— SUPPLIED INFORMATION —
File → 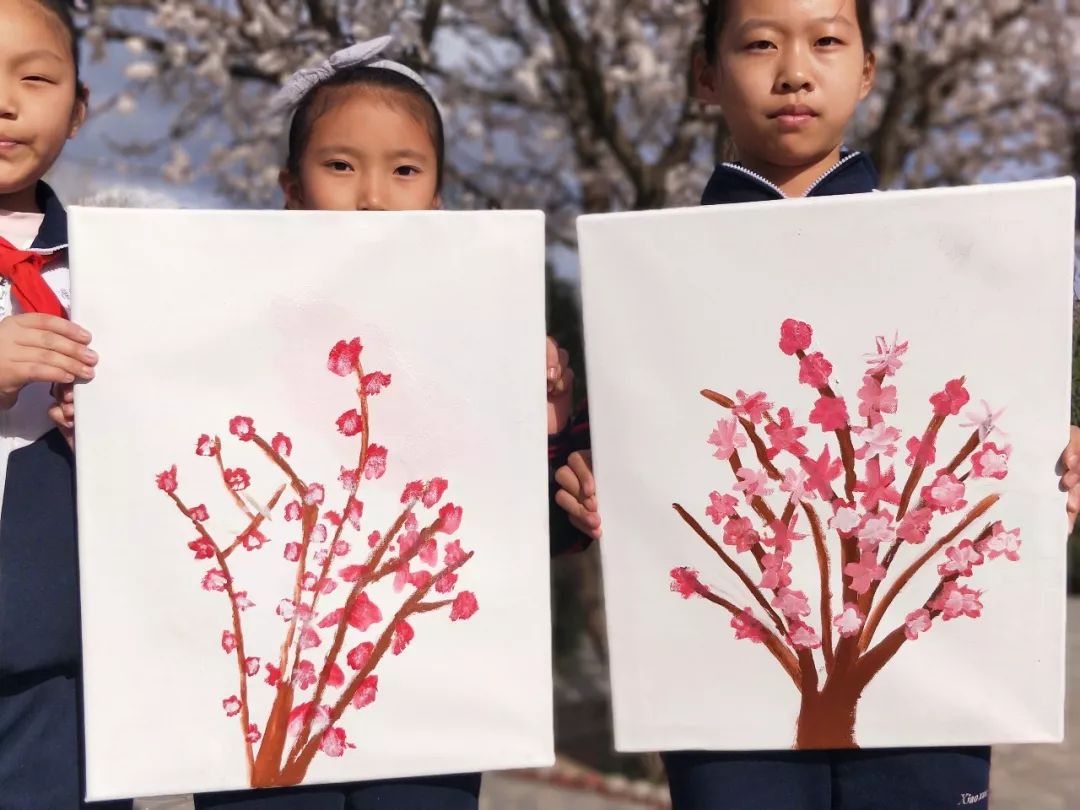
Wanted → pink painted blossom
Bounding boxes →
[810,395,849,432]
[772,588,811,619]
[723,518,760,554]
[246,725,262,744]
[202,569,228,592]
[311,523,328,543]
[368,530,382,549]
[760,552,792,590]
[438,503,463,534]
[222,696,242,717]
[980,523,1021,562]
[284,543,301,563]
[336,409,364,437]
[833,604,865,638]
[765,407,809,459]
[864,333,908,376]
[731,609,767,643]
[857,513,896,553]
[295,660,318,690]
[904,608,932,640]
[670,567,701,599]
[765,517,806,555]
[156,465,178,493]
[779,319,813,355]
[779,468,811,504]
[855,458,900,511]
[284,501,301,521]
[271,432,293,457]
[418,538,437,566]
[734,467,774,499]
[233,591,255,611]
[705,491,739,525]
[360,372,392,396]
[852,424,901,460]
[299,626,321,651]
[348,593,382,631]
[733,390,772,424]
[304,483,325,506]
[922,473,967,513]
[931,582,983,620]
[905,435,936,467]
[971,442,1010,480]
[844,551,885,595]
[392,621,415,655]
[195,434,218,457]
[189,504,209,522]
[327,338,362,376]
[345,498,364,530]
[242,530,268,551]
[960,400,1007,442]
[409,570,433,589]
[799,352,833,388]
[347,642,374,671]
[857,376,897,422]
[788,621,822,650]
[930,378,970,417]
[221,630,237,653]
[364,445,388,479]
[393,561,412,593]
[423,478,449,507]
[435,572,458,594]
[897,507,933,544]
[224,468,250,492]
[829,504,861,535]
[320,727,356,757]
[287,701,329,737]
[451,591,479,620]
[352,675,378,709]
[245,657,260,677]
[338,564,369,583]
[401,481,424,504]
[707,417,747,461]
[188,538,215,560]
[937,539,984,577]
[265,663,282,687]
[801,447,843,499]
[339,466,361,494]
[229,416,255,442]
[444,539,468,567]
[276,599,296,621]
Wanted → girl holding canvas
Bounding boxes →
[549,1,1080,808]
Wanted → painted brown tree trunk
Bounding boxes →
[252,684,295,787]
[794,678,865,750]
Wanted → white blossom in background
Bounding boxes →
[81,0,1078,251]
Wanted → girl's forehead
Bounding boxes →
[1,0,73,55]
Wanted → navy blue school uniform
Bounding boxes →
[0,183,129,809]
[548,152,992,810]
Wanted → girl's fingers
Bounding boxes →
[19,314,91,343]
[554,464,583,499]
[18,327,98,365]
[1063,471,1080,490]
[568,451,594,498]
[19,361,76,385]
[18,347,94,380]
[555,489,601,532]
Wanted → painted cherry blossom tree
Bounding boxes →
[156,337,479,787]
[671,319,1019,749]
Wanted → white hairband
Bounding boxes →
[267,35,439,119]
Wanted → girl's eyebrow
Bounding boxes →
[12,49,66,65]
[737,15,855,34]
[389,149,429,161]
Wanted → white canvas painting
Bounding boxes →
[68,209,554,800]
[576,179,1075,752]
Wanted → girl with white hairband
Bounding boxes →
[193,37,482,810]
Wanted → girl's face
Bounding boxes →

— WORK INSTRUCTIONS —
Although the records include pictures, the copy should reproduce every line exactly and none of the pictures.

— OUTPUT —
File → 
Wanted → pink painted blossom
Bounding boxes →
[810,395,849,432]
[772,588,811,619]
[723,518,760,554]
[246,725,262,744]
[202,569,228,592]
[311,523,328,543]
[368,530,382,549]
[760,552,792,590]
[438,503,463,534]
[222,696,242,717]
[980,523,1021,562]
[284,543,301,563]
[336,409,364,437]
[833,604,865,638]
[765,407,809,459]
[864,333,908,376]
[731,609,767,643]
[857,513,896,553]
[295,660,318,690]
[904,608,932,640]
[670,567,701,599]
[765,517,806,555]
[156,465,178,493]
[779,319,813,355]
[779,468,811,504]
[855,458,900,511]
[284,501,301,521]
[271,432,293,457]
[418,538,437,566]
[734,467,774,499]
[233,591,255,611]
[705,491,739,525]
[360,372,392,396]
[852,424,901,460]
[299,626,321,651]
[348,593,382,631]
[733,390,772,424]
[304,483,325,506]
[922,473,967,513]
[931,582,983,620]
[905,435,936,467]
[971,442,1010,480]
[844,551,885,595]
[392,621,415,655]
[195,434,218,457]
[189,504,209,522]
[327,338,362,376]
[345,498,364,530]
[242,530,268,551]
[960,400,1007,442]
[409,570,433,589]
[799,352,833,388]
[347,642,374,671]
[857,376,897,422]
[788,621,822,650]
[930,378,970,417]
[221,630,237,653]
[364,445,388,479]
[393,561,412,593]
[423,478,449,507]
[435,572,458,594]
[897,507,933,544]
[224,468,250,492]
[829,504,861,535]
[320,727,356,757]
[287,701,329,737]
[451,591,479,620]
[352,675,378,709]
[245,657,260,677]
[338,564,369,583]
[401,481,424,504]
[707,417,747,461]
[188,538,215,560]
[937,539,984,577]
[265,663,282,687]
[801,447,843,499]
[339,466,361,494]
[229,416,255,442]
[444,539,468,567]
[276,599,296,621]
Wanted → girl holding canvas
Bounding boxes →
[549,1,1080,808]
Wanted → painted brown tree trunk
Bounding boxes →
[252,684,295,787]
[794,678,865,750]
Wanted → white blossom in background
Bounding boxes →
[81,0,1078,251]
Wanted → girl's forehead
Bounding boxes →
[1,0,73,55]
Wanted → navy blue school uniform
Bounding boxes →
[0,183,129,809]
[548,152,992,810]
Wanted → girl's fingers
Bounding boxes →
[19,314,91,343]
[554,464,583,499]
[18,327,98,365]
[1063,471,1080,490]
[568,451,594,498]
[19,361,76,385]
[18,347,94,380]
[555,489,601,532]
Wanted → painted cherry blossom tree
Bounding boxes →
[156,337,479,787]
[671,319,1019,749]
Wanted → white hairband
Bounding boxes →
[267,35,439,119]
Wanted → girl's eyebrow
Bounding boxes →
[12,49,66,65]
[737,15,855,34]
[389,149,429,161]
Wanted → white canvas painting
Bounding boxes →
[68,209,554,800]
[576,179,1075,752]
Wanted → girl with white hairband
Bounding boxes →
[193,37,482,810]
Wanted → girl's face
Bounding boxes →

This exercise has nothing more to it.